(WRITTEN EXERCISE A) Using the text on Michael Gove's education speech, determine whether each statement agrees with it: (i) the speech was given by the British secretary of state for education; (ii) the speech draws on examples from schools in America, Canada and Britain; (iii) the speech is backed by a £2million investment in research and development in digital education. For each statement, answer yes or no and quote the words of the text that decide it.
(WRITTEN EXERCISE B) Pick up the text on Michael Gove's education speech after its final sentence and continue it.

(EXTRACTED TEXT)
— start —
This statement reads like many others in the field of digital media and learning. Yet surprisingly, it was made during a speech yesterday by Michael Gove, currently the British government secretary of state for education (the most important political position in British education). The otherwise highly conservative British government, it seems, has gone smart mobbing with the crowd for its latest curriculum ideas in a post-bureaucratic age of open source, mashable policies.

The speech has wider relevance for digital media and learning. It presents a buoyant and optimistic vision of an increasingly free and autonomous curriculum environment, one where teachers will have the authority to make curriculum decisions that have been out of their hands for decades; to work creatively to produce curricula for themselves; to share materials collegiately. It draws on current examples of innovative digital media practices in schools in America, Singapore and Britain, and links together projects from MIT, Facebook, the Stanford Research Institute and the videogames industry into a political argument for educational reform.

As a practical example, as of September 2012, according to the speech, the official ICT curriculum in English schools is to be abandoned and instead “all schools will be free to use the amazing resources that already exist on the web,” while “universities, businesses and others will have the opportunity to devise new courses and exams.” The speech comes backed with a £2million investment in R&D in digital education and suggests a more creative and exciting vision for schools where learners will be able to use tools such as MIT’s Scratch, utilize videogames to develop complex skills, build their own “social apps,” and make use of systems that provide personalized immediate feedback.

The School is Flat

These pronouncements seem to confirm the potential of digital media that Cathy Davidson and David Goldberg have referred to in The Future of Learning Institutions in the Digital Age as a horizontally structured and dispersed field of peer-to-peer networked learning and decentered pedagogy. Instead of a centralized curriculum that is largely defined by state textbook adoption policies and commercial publisher agreements, a flattened out networked curriculum would be deeply interwoven into the fabric of open source culture and a many-to-multitudes model of equitable intellectual exchange.
— end —
(Pointing dataset records)
— start —
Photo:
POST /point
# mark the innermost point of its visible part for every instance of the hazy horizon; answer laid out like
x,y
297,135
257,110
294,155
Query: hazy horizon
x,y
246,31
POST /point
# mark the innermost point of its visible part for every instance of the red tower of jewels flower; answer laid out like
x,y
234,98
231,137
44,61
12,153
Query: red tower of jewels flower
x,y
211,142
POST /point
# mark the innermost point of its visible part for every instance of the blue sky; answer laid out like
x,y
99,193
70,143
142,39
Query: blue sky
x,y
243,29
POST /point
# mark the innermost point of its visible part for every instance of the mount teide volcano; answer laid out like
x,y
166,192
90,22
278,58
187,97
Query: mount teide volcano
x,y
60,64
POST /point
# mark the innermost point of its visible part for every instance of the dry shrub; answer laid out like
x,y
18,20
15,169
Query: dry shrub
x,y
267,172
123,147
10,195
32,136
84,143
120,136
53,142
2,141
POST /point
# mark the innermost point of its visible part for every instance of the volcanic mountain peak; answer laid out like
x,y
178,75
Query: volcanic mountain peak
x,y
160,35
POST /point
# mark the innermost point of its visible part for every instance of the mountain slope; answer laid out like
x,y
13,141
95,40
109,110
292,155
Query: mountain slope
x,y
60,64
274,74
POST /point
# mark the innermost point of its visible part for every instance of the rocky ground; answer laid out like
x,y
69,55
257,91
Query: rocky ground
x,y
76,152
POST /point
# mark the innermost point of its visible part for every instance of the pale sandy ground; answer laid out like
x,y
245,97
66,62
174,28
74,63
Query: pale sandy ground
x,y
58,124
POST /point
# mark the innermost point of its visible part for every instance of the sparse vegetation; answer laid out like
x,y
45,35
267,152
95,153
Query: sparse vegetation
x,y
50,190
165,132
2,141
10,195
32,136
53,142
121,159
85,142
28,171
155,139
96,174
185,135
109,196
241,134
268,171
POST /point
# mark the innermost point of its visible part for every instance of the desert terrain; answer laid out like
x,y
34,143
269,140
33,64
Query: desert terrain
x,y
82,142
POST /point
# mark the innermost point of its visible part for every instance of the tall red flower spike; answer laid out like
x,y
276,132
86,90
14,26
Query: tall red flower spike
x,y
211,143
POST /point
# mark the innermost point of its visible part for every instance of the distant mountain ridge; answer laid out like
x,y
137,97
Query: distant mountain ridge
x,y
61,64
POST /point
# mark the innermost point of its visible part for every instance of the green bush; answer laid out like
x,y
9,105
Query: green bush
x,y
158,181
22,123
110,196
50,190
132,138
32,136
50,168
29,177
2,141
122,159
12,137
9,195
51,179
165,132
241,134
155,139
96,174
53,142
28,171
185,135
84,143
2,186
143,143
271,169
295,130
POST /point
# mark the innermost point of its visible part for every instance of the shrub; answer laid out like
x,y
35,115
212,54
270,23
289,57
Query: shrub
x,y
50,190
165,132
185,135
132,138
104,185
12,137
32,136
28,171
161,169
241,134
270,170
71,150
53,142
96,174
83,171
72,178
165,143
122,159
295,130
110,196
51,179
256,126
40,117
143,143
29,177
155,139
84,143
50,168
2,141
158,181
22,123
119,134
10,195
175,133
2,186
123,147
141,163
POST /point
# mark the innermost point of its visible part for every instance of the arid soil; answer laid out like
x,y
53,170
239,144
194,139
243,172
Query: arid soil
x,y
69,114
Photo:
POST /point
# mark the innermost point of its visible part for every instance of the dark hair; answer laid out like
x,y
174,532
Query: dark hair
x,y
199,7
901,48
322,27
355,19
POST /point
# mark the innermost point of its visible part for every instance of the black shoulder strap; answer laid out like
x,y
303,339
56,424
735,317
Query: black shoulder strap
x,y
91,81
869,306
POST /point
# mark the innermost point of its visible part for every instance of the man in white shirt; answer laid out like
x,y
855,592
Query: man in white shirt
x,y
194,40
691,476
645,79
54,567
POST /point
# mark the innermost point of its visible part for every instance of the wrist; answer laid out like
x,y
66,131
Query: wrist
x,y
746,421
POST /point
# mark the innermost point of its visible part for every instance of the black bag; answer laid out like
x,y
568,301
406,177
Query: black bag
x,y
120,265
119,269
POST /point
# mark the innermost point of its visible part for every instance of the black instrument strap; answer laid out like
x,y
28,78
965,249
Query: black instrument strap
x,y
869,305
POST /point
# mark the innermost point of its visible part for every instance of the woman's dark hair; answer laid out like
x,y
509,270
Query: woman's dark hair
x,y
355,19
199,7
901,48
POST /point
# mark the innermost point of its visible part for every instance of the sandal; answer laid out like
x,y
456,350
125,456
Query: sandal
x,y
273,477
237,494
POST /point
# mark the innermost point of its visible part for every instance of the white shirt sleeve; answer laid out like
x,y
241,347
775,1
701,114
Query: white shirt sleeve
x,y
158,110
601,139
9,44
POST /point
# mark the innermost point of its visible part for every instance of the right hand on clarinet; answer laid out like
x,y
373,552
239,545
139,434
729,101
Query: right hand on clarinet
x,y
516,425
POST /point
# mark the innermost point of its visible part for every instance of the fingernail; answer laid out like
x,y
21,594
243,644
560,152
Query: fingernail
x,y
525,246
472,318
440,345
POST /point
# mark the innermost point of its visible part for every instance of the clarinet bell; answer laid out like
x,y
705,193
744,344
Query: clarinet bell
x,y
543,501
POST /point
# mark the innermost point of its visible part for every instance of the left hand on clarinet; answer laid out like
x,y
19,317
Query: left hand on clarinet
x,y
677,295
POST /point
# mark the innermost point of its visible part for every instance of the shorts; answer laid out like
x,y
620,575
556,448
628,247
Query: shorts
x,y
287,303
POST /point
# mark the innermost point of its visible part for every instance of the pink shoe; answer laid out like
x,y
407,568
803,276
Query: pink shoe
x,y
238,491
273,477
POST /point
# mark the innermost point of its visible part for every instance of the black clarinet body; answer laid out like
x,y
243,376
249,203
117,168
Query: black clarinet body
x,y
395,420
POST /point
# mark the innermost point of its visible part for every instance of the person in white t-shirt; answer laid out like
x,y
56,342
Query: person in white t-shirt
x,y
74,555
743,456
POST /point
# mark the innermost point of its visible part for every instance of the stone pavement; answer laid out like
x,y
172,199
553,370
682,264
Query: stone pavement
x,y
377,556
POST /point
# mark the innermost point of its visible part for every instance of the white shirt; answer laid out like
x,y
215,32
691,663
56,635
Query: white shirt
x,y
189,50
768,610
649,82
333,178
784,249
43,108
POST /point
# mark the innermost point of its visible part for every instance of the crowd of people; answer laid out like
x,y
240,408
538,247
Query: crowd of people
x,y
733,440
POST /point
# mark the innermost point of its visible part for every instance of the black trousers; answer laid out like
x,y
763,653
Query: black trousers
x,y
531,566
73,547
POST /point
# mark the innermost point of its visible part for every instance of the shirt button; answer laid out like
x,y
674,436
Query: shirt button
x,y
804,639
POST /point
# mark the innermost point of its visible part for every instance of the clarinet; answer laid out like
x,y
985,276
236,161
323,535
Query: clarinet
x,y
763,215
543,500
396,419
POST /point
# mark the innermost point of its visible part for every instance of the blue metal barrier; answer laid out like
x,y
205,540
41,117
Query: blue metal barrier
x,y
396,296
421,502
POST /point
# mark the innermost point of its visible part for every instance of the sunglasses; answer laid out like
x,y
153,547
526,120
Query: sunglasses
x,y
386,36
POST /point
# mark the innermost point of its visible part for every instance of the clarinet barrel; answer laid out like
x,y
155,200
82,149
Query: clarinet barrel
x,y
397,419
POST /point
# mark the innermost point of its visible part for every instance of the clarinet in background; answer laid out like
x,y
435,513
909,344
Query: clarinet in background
— end —
(OUTPUT A)
(i) Yes: "it was made during a speech yesterday by Michael Gove, currently the British government secretary of state for education"
(ii) No: "It draws on current examples of innovative digital media practices in schools in America, Singapore and Britain"
(iii) Yes: "The speech comes backed with a £2million investment in R&D in digital education"

(OUTPUT B)
The neologism wikirriculum accurately captures the connected, hybrid nature of this kind of curriculum ideal. In the wiki ideal of creative curricular collaboration, it seems that the curriculum is being opened up to a massive process of remixing and mashing up by active and creative teachers. The implication here is that schools, and the formal educational policies which mandate what they are supposed to do, are being repositioned to look and act more like open source institutions.

In fact, Michael Gove’s speech draws direct parallels between the new wiki approach to the ICT curriculum and a more devolved school reform program that is currently promoting greater autonomy for schools and a less centralized approach to educational policymaking. The argument put forward by Gove is that 21st century schooling should be aligned with the democratic structures that have been designed into the internet:

“while the technology is unpredictable and the future is unknowable, Government must not wade in from the centre to prescribe to schools exactly what they should be doing and how they should be doing it. … By its very nature, new technology is a disruptive force. It innovates, and invents; it flattens hierarchies, and encourages creativity and fresh thinking.”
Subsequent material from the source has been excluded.